[Lesetext]:
Das Eingeständnis von Schmerz, von Enttäuschung und Autoritätsverlust zählt nicht unbedingt zum Standard-Repertoire von Politiker-Reden. In ihrer letzten Ansprache als CDU-Chefin vor einem Parteitag machte Annegret Kramp-Karrenbauer keinen Hehl daraus: Ihr Abgang als Chefin, die Umstände ihres Scheiterns, haben weh getan. Nur zwei Jahre konnte sie sich an der Spitze der Partei halten. Am Samstag wird ihr Nachfolger gewählt.
„Euren Erwartungen und meinen eigenen Ansprüchen nicht immer gerecht geworden zu sein, das schmerzt auch heute noch“, sagte die Saarländerin am Freitag in ihrer Online-Rede auf dem digitalen Bundesparteitag. „Ich weiß, dass viele von euch, die mich gewählt haben, sich mehr von mir erhofft haben und über Fehler enttäuscht waren.“
Dabei hatte sie es so weit gebracht: Der nächste Karriereschritt, die Kanzlerschaft, war nur noch eine Frage der Zeit – so schien es jedenfalls, als Kramp-Karrenbauer vor 25 Monaten zur Chefin der Bundes-CDU gewählt wurde.
Die Frau aus dem Saarland verkörperte einen Typus Politikerin, der ideal in die Zeit zu passen schien. Gänzlich uneitel trat sie auf, unaufgeregt, bodenständig: Eine Frau, die ihren Machtinstinkt hinter einem Image von Fleiß und Bescheidenheit zu verbergen wusste. Wie geschaffen schien sie für die Nachfolge von Angela Merkel.

[Datenauszug]:
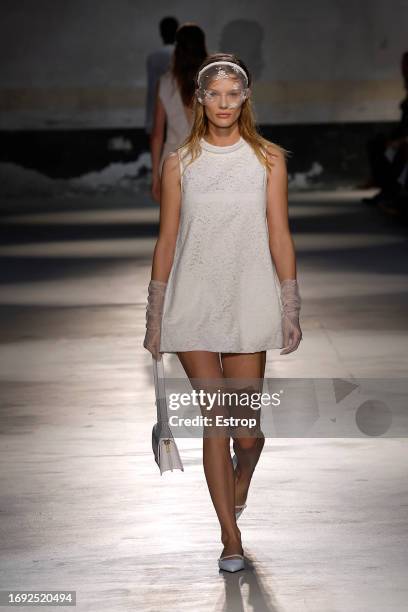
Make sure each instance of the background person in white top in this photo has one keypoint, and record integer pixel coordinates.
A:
(157, 62)
(230, 184)
(174, 101)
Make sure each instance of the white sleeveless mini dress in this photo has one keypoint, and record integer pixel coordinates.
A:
(223, 291)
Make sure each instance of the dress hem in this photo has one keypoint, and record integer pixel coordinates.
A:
(229, 350)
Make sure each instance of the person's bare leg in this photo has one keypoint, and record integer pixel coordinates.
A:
(217, 462)
(247, 449)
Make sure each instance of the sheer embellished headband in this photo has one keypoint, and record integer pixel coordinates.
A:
(234, 66)
(210, 96)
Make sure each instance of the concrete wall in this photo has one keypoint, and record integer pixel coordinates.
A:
(80, 63)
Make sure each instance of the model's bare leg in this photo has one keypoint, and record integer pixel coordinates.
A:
(247, 449)
(217, 462)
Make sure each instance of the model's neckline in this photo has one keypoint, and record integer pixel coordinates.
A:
(222, 149)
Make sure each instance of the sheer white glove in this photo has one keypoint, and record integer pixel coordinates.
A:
(291, 301)
(154, 312)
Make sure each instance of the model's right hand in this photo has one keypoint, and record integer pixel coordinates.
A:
(154, 312)
(152, 343)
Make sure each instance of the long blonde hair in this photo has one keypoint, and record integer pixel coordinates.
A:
(246, 121)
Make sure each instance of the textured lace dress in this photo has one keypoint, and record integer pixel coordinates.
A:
(223, 292)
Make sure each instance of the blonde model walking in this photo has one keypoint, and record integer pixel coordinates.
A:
(223, 287)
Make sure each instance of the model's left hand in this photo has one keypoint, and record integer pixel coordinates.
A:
(291, 301)
(292, 334)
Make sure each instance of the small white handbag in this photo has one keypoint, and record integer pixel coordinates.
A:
(164, 446)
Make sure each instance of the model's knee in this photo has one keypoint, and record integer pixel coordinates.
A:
(250, 441)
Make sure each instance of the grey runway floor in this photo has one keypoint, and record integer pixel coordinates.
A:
(83, 506)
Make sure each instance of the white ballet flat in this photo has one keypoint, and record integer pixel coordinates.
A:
(231, 563)
(238, 509)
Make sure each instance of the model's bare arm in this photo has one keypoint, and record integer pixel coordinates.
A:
(280, 240)
(170, 201)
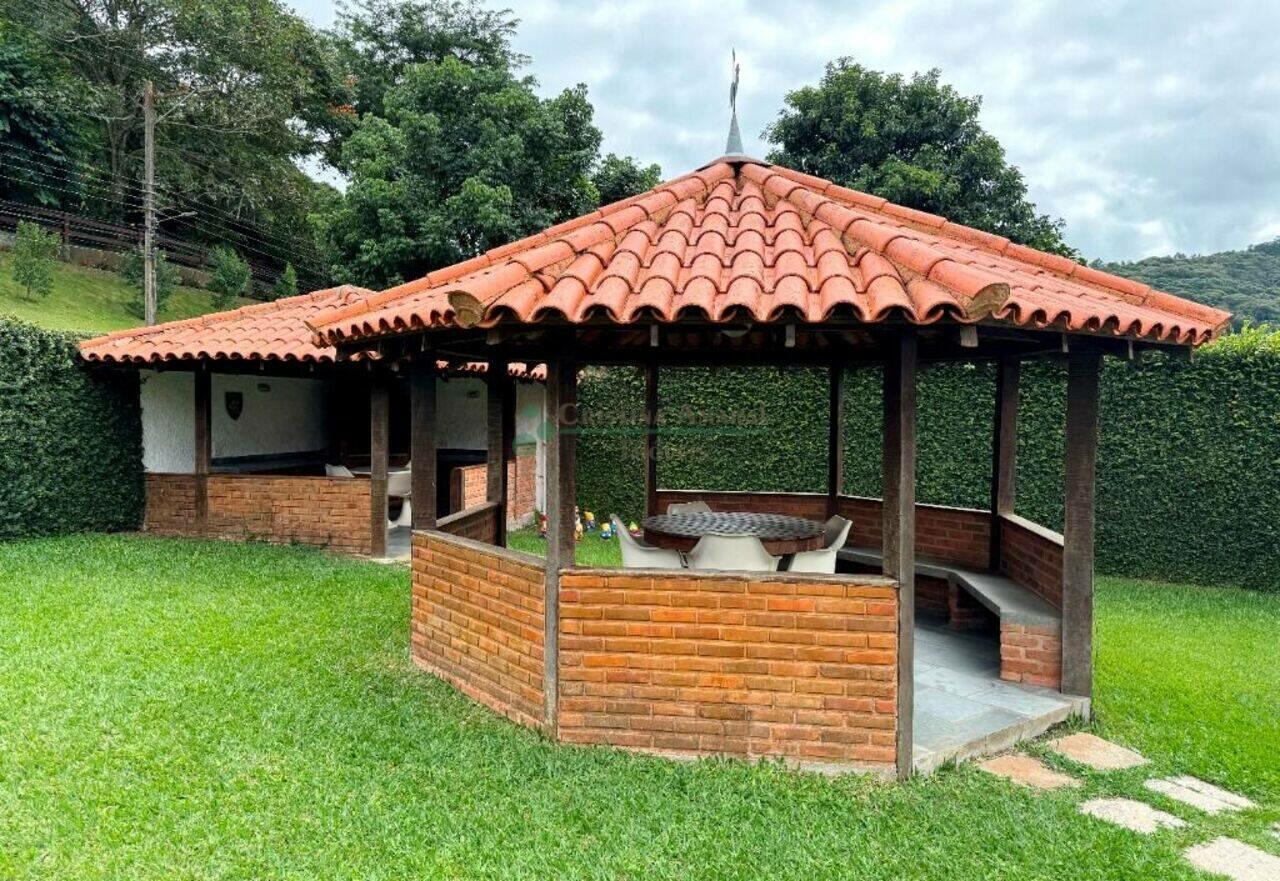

[Ziel]: Schreibe im Text über Kramp-Karrenbauer alles von „Die Frau aus“ bis hinunter zu „von Angela Merkel.“ neu und ersetze dabei „bodenständig“ durch „geerdet“. Die Daten sind hierfür ohne Belang.

[Ergebnis]:
Die Frau aus dem Saarland verkörperte einen Typus Politikerin, der ideal in die Zeit zu passen schien. Gänzlich uneitel trat sie auf, unaufgeregt, geerdet: Eine Frau, die ihren Machtinstinkt hinter einem Image von Fleiß und Bescheidenheit zu verbergen wusste. Wie geschaffen schien sie für die Nachfolge von Angela Merkel.